*Task to carry out:* Retype the entries below exactly, and keep every picture out of your version.
Data provided section start
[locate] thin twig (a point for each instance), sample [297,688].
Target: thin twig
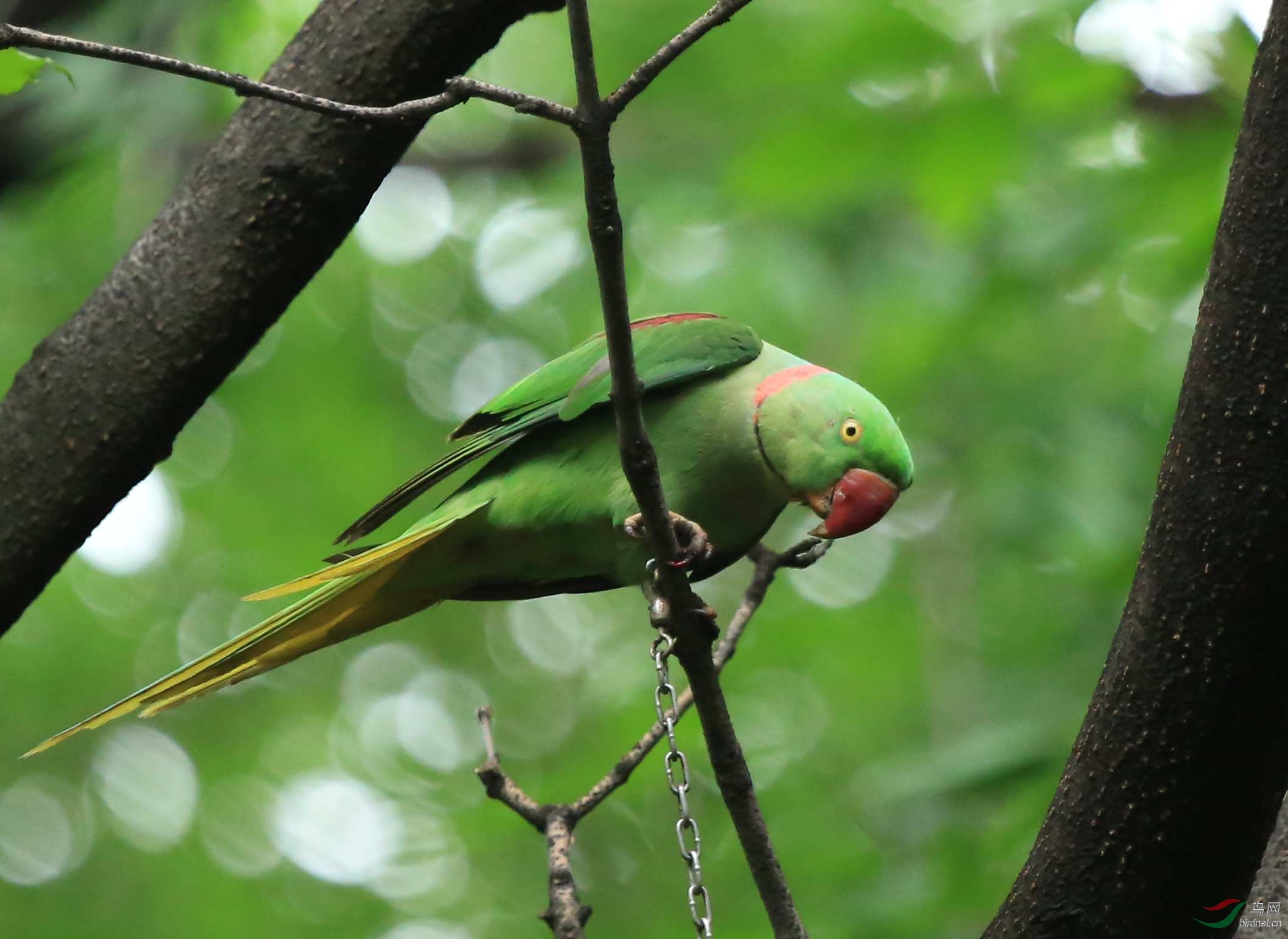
[500,786]
[768,564]
[604,223]
[456,91]
[643,77]
[679,607]
[565,913]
Data provided section end
*Written answer:*
[locate] thin twig (a point for each instance), sample [297,688].
Target: thin twig
[500,786]
[768,564]
[604,223]
[456,91]
[643,77]
[679,607]
[565,913]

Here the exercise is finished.